[[ Available records, beginning ]]

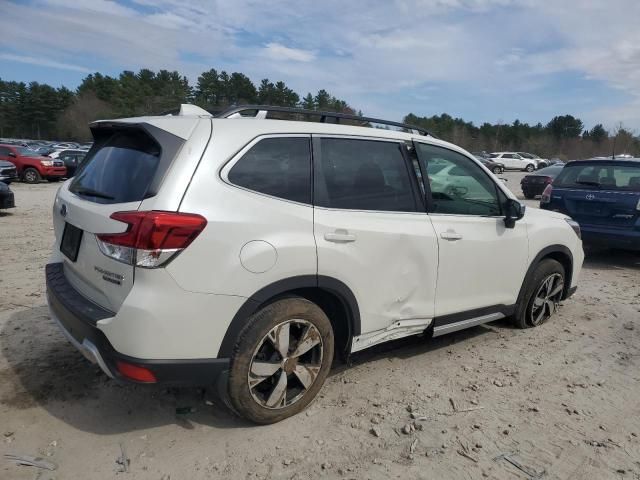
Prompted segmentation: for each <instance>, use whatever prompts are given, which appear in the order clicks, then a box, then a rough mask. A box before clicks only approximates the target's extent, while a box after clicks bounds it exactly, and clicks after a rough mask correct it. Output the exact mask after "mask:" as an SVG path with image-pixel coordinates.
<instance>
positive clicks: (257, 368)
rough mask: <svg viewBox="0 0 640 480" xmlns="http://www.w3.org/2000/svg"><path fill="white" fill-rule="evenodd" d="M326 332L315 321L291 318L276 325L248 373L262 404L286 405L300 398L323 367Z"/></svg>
mask: <svg viewBox="0 0 640 480" xmlns="http://www.w3.org/2000/svg"><path fill="white" fill-rule="evenodd" d="M322 357H323V345H322V336H321V335H320V332H319V331H318V329H317V328H316V327H315V325H313V324H312V323H311V322H308V321H306V320H302V319H292V320H287V321H286V322H283V323H281V324H278V325H276V326H275V327H273V328H272V329H271V330H270V331H269V333H267V334H266V335H265V336H264V337H263V338H262V340H261V341H260V343H259V344H258V346H257V348H256V349H255V351H254V353H253V357H252V358H251V366H250V368H249V374H248V377H247V383H248V386H249V391H250V392H251V396H252V397H253V399H254V400H255V401H256V402H257V403H258V404H259V405H260V406H262V407H265V408H270V409H279V408H285V407H288V406H289V405H292V404H294V403H295V402H297V401H298V400H300V399H301V398H302V397H303V396H304V395H305V393H306V392H307V391H308V390H309V388H311V386H312V385H313V384H314V382H315V380H316V378H317V377H318V373H319V372H320V368H321V367H322Z"/></svg>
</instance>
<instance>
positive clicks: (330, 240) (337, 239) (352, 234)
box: [324, 228, 356, 243]
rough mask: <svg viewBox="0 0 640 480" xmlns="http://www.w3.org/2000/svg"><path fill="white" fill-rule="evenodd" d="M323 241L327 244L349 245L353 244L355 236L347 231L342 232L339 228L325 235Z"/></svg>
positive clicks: (324, 235)
mask: <svg viewBox="0 0 640 480" xmlns="http://www.w3.org/2000/svg"><path fill="white" fill-rule="evenodd" d="M324 239H325V240H326V241H327V242H334V243H349V242H355V241H356V236H355V235H353V234H352V233H349V232H348V231H347V230H343V229H341V228H340V229H338V230H336V231H335V232H333V233H325V234H324Z"/></svg>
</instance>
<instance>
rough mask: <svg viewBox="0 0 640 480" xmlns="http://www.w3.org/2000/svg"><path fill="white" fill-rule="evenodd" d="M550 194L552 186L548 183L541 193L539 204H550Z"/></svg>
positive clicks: (550, 201)
mask: <svg viewBox="0 0 640 480" xmlns="http://www.w3.org/2000/svg"><path fill="white" fill-rule="evenodd" d="M551 192H553V185H551V184H550V183H549V184H548V185H547V186H546V187H545V189H544V191H543V192H542V196H541V197H540V204H541V205H542V204H543V203H550V202H551Z"/></svg>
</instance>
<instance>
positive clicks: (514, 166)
mask: <svg viewBox="0 0 640 480" xmlns="http://www.w3.org/2000/svg"><path fill="white" fill-rule="evenodd" d="M490 158H491V160H493V161H495V162H500V163H503V164H504V168H505V170H520V171H533V170H536V169H537V168H538V163H539V159H533V158H524V157H523V156H521V155H520V154H519V153H517V152H493V153H491V154H490ZM530 166H531V167H530Z"/></svg>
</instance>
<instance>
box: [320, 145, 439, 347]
mask: <svg viewBox="0 0 640 480" xmlns="http://www.w3.org/2000/svg"><path fill="white" fill-rule="evenodd" d="M313 149H314V152H313V153H314V235H315V239H316V244H317V251H318V275H319V276H320V277H319V278H320V279H322V278H323V277H331V278H334V279H337V280H339V281H341V282H342V283H344V284H345V285H346V286H347V287H348V288H350V289H351V291H352V292H353V294H354V296H355V297H356V300H357V302H358V307H359V309H360V318H361V331H360V332H355V333H356V338H354V341H353V345H352V351H357V350H361V349H363V348H366V347H368V346H370V345H374V344H376V343H380V342H383V341H387V340H391V339H393V338H399V337H402V336H406V335H411V334H414V333H419V332H421V331H422V330H424V329H425V328H427V327H428V326H429V324H430V323H431V319H432V318H433V314H434V294H435V287H436V275H437V264H438V257H437V255H438V251H437V240H436V237H435V233H434V230H433V227H432V225H431V222H430V220H429V218H428V216H427V215H426V213H425V211H424V207H423V206H422V205H421V203H420V200H419V194H418V190H419V187H418V184H417V182H416V179H415V177H412V174H411V172H410V168H412V167H411V163H410V161H409V159H408V157H407V155H406V147H405V145H404V144H403V143H402V142H401V141H394V140H389V139H384V140H383V139H380V140H378V139H366V140H365V139H361V138H351V137H344V136H342V137H340V136H314V140H313Z"/></svg>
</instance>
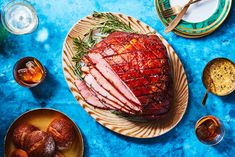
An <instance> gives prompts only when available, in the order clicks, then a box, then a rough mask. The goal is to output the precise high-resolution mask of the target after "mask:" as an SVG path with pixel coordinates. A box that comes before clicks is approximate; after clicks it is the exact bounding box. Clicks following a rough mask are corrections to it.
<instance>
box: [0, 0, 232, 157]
mask: <svg viewBox="0 0 235 157" xmlns="http://www.w3.org/2000/svg"><path fill="white" fill-rule="evenodd" d="M6 2H7V0H0V7H1V8H2V6H3V5H4V4H5V3H6ZM31 2H32V4H33V5H34V7H35V8H36V10H37V13H38V15H39V21H40V23H39V27H38V29H37V30H36V31H35V32H34V33H32V34H30V35H22V36H15V35H10V34H8V35H7V36H5V34H4V33H3V32H1V34H0V36H1V37H0V42H1V43H0V61H1V65H0V156H3V141H4V136H5V134H6V130H7V128H8V127H9V125H10V124H11V123H12V122H13V120H14V119H16V118H17V117H18V116H19V115H20V114H22V113H24V112H25V111H27V110H31V109H34V108H41V107H48V108H54V109H57V110H60V111H62V112H64V113H65V114H67V115H68V116H69V117H70V118H72V119H73V120H74V121H75V122H76V123H77V125H78V126H79V127H80V128H81V131H82V133H83V137H84V141H85V156H98V157H106V156H114V157H116V156H117V157H121V156H123V157H132V156H133V157H144V156H149V157H153V156H174V157H175V156H190V157H191V156H200V157H202V156H206V157H207V156H208V157H214V156H216V157H222V156H234V154H235V106H234V105H235V93H233V94H231V95H229V96H227V97H223V98H219V97H216V96H213V95H210V96H209V99H208V101H207V106H206V107H202V105H201V104H200V103H201V99H202V97H203V94H204V92H205V89H204V87H203V85H202V82H201V73H202V70H203V67H204V66H205V65H206V63H207V62H208V61H210V60H211V59H213V58H216V57H228V58H230V59H232V60H233V61H235V14H234V13H235V4H233V6H232V10H231V13H230V16H229V17H228V19H227V20H226V21H225V23H224V24H223V25H222V26H221V27H220V28H219V29H218V30H217V31H216V32H214V33H213V34H212V35H209V36H207V37H204V38H201V39H185V38H182V37H179V36H176V35H175V34H173V33H170V34H168V35H165V34H164V33H163V30H164V27H163V25H162V24H161V22H160V21H159V19H158V17H157V15H156V12H155V9H154V4H153V0H43V1H42V0H31ZM94 10H96V11H111V12H120V13H125V14H128V15H130V16H133V17H135V18H137V19H140V20H142V21H143V22H145V23H147V24H149V25H150V26H152V27H153V28H155V29H156V30H157V31H158V32H159V33H160V34H162V35H163V36H164V37H165V38H166V39H167V40H168V42H169V43H170V44H171V45H172V46H173V47H174V49H175V50H176V52H177V54H178V55H179V57H180V58H181V60H182V62H183V64H184V67H185V69H186V72H187V76H188V81H189V88H190V101H189V106H188V109H187V112H186V114H185V116H184V118H183V120H182V121H181V122H180V123H179V125H177V127H176V128H174V129H173V130H172V131H170V132H169V133H167V134H165V135H163V136H161V137H158V138H154V139H148V140H139V139H133V138H128V137H124V136H121V135H118V134H116V133H113V132H111V131H109V130H107V129H106V128H104V127H102V126H101V125H99V124H98V123H96V122H95V121H94V120H93V119H92V118H91V117H90V116H89V115H88V114H87V113H86V112H85V111H84V110H83V109H82V108H81V107H80V106H79V105H78V103H77V102H76V100H75V98H74V97H73V96H72V94H71V93H70V91H69V89H68V86H67V84H66V82H65V79H64V76H63V71H62V64H61V50H62V46H63V40H64V38H65V36H66V34H67V32H68V31H69V29H70V28H71V27H72V26H73V24H74V23H76V22H77V21H78V20H79V19H80V18H82V17H84V16H86V15H88V14H90V13H92V12H93V11H94ZM2 38H5V39H4V40H2ZM25 56H34V57H36V58H38V59H39V60H40V61H41V62H42V63H43V64H44V65H45V66H46V68H47V70H48V76H47V79H46V81H45V82H44V83H43V84H42V85H41V86H39V87H37V88H34V89H31V90H30V89H26V88H23V87H21V86H19V85H18V84H17V83H16V82H15V81H14V79H13V76H12V69H13V65H14V63H15V62H16V61H17V60H18V59H20V58H22V57H25ZM207 114H213V115H215V116H217V117H219V118H220V119H221V120H222V122H223V123H224V125H225V128H226V135H225V138H224V140H223V141H222V142H221V143H220V144H219V145H217V146H214V147H211V146H206V145H203V144H201V143H200V142H199V141H198V140H197V138H196V136H195V134H194V125H195V122H196V121H197V120H198V119H199V118H200V117H202V116H204V115H207Z"/></svg>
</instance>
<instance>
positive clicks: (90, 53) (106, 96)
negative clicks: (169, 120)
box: [75, 32, 172, 119]
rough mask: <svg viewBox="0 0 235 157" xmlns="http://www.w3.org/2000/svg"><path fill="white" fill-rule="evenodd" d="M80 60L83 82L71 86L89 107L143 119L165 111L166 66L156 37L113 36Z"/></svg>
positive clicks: (105, 40)
mask: <svg viewBox="0 0 235 157" xmlns="http://www.w3.org/2000/svg"><path fill="white" fill-rule="evenodd" d="M82 60H83V62H84V63H85V65H86V66H84V67H83V68H82V69H81V70H82V71H83V72H84V74H85V75H84V80H82V81H81V80H76V82H75V84H76V86H77V88H78V90H79V91H80V93H81V95H82V97H83V98H84V99H85V100H86V102H87V103H89V104H90V105H92V106H94V107H98V108H101V109H106V110H116V111H120V112H123V113H126V114H131V115H136V116H141V117H143V118H146V119H156V118H158V117H161V116H162V115H165V114H166V113H167V112H168V111H169V109H170V105H171V101H172V94H171V93H172V89H171V86H172V78H171V72H170V63H169V59H168V55H167V51H166V49H165V46H164V45H163V44H162V42H161V40H160V39H159V38H158V37H157V36H156V35H143V34H134V33H124V32H114V33H112V34H110V35H109V36H108V37H106V38H105V39H103V40H102V41H101V42H99V43H98V44H96V45H95V46H94V48H92V49H91V50H90V52H89V53H88V55H87V56H84V57H83V59H82Z"/></svg>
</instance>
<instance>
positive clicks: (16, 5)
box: [1, 0, 38, 35]
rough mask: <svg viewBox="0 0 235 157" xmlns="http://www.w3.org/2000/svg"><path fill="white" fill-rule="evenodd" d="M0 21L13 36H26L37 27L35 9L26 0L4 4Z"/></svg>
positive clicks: (14, 1) (36, 22)
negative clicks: (12, 34) (17, 35)
mask: <svg viewBox="0 0 235 157" xmlns="http://www.w3.org/2000/svg"><path fill="white" fill-rule="evenodd" d="M1 21H2V24H3V26H4V27H5V29H6V30H7V31H9V32H11V33H13V34H17V35H20V34H28V33H31V32H33V31H34V30H35V29H36V28H37V26H38V17H37V14H36V11H35V9H34V8H33V7H32V5H31V4H30V3H29V2H28V1H26V0H13V1H11V2H9V3H8V4H6V5H5V6H4V8H3V10H2V12H1Z"/></svg>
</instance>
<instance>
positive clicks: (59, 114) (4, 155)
mask: <svg viewBox="0 0 235 157" xmlns="http://www.w3.org/2000/svg"><path fill="white" fill-rule="evenodd" d="M57 117H64V118H66V119H68V120H69V121H70V122H71V124H73V125H74V128H75V133H76V134H75V140H74V143H73V145H72V147H71V148H70V149H69V150H68V151H66V152H63V154H64V156H65V157H75V156H76V157H83V153H84V144H83V138H82V134H81V132H80V129H79V128H78V127H77V126H76V124H75V123H74V122H73V121H72V120H71V119H70V118H69V117H68V116H66V115H65V114H63V113H62V112H59V111H57V110H53V109H36V110H31V111H28V112H26V113H24V114H22V115H21V116H20V117H18V118H17V119H16V120H15V121H14V122H13V123H12V125H11V126H10V128H9V129H8V132H7V135H6V137H5V148H4V156H5V157H11V153H12V152H13V151H14V150H15V149H16V147H15V146H14V144H13V139H12V138H13V136H12V135H13V131H14V129H15V128H16V127H18V126H19V125H20V124H23V123H29V124H31V125H34V126H36V127H37V128H39V129H40V130H42V131H46V130H47V127H48V125H49V124H50V123H51V122H52V120H54V119H55V118H57Z"/></svg>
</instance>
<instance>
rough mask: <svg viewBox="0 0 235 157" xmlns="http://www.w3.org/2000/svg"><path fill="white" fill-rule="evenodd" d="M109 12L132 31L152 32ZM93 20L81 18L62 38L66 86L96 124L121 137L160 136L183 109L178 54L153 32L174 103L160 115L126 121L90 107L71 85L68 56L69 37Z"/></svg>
mask: <svg viewBox="0 0 235 157" xmlns="http://www.w3.org/2000/svg"><path fill="white" fill-rule="evenodd" d="M112 14H113V15H114V16H116V17H117V18H118V19H119V20H121V21H123V22H125V23H130V25H131V27H132V29H134V30H135V31H136V32H139V33H141V34H147V33H149V32H156V31H155V30H154V29H152V28H151V27H150V26H148V25H146V24H144V23H143V22H141V21H139V20H137V19H135V18H132V17H130V16H126V15H123V14H114V13H112ZM96 22H97V21H95V20H94V19H93V18H92V16H87V17H85V18H83V19H82V20H80V21H78V23H76V24H75V25H74V26H73V27H72V28H71V30H70V31H69V33H68V35H67V37H66V38H65V41H64V46H63V52H62V62H63V71H64V75H65V78H66V81H67V83H68V86H69V88H70V90H71V92H72V93H73V95H74V97H75V98H76V99H77V101H78V102H79V104H80V105H81V106H82V107H83V108H84V109H85V111H87V112H88V114H89V115H90V116H92V117H93V118H94V119H95V120H96V121H97V122H98V123H100V124H101V125H103V126H104V127H106V128H108V129H110V130H112V131H114V132H116V133H119V134H122V135H125V136H130V137H135V138H152V137H157V136H160V135H162V134H164V133H166V132H168V131H170V130H171V129H173V128H174V127H175V126H176V125H177V124H178V123H179V122H180V120H181V119H182V117H183V115H184V113H185V111H186V108H187V104H188V82H187V78H186V74H185V71H184V68H183V65H182V63H181V61H180V59H179V57H178V56H177V54H176V53H175V51H174V50H173V48H172V47H171V46H170V45H169V44H168V43H167V41H166V40H165V39H164V38H163V37H162V36H161V35H160V34H158V33H156V35H157V36H158V37H159V38H160V40H161V41H162V43H163V44H164V45H165V47H166V49H167V52H168V55H169V59H170V62H171V68H172V74H173V80H174V83H173V86H174V88H173V93H174V101H173V102H174V103H173V104H172V108H171V110H170V111H169V113H168V114H167V115H166V116H165V117H164V118H162V119H160V120H155V121H149V122H137V121H130V120H128V119H126V118H123V117H120V116H118V115H116V114H113V113H111V112H110V111H106V110H102V109H97V108H94V107H93V106H91V105H89V104H88V103H86V102H85V101H84V99H83V98H82V96H81V95H80V93H79V91H78V90H77V88H76V86H75V84H74V81H75V80H76V79H77V77H76V76H75V75H74V72H73V67H74V63H73V62H72V57H73V55H74V54H75V53H76V51H75V50H74V45H73V38H76V37H80V38H83V37H84V35H85V34H87V33H88V32H89V30H90V29H91V28H93V27H94V26H95V24H96Z"/></svg>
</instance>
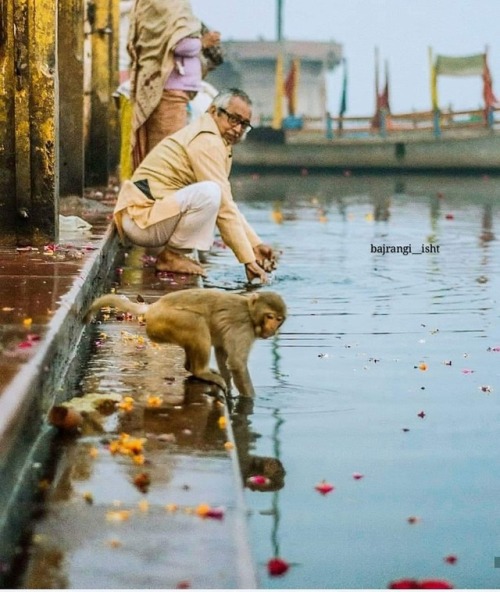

[[ Available records, end ]]

Exercise description: Each line above with the word "prompts" needs to be copied.

Answer to the exercise:
Prompted segmentation: for each <instance>, use whatever prompts are given, which appear in the order clicks, then a box, then a rough mask. A box before clicks only approximates the target's extent, while a box after clicks bounds it exactly, and clicks after a rough mask correct it. Output the exact mask after "mask:" as an SVG path with image-pixel coordinates.
An <instance> gives prompts only when available, in the order clicks, then a box, then a rough mask. The goal is to output the precise high-resolution mask of the target after "mask:" as an SVG path with pixel coordinates. A box that comes before clicks is approximate; after clicks it is the exact bounding box. Clicks following a rough mask are corrections to it.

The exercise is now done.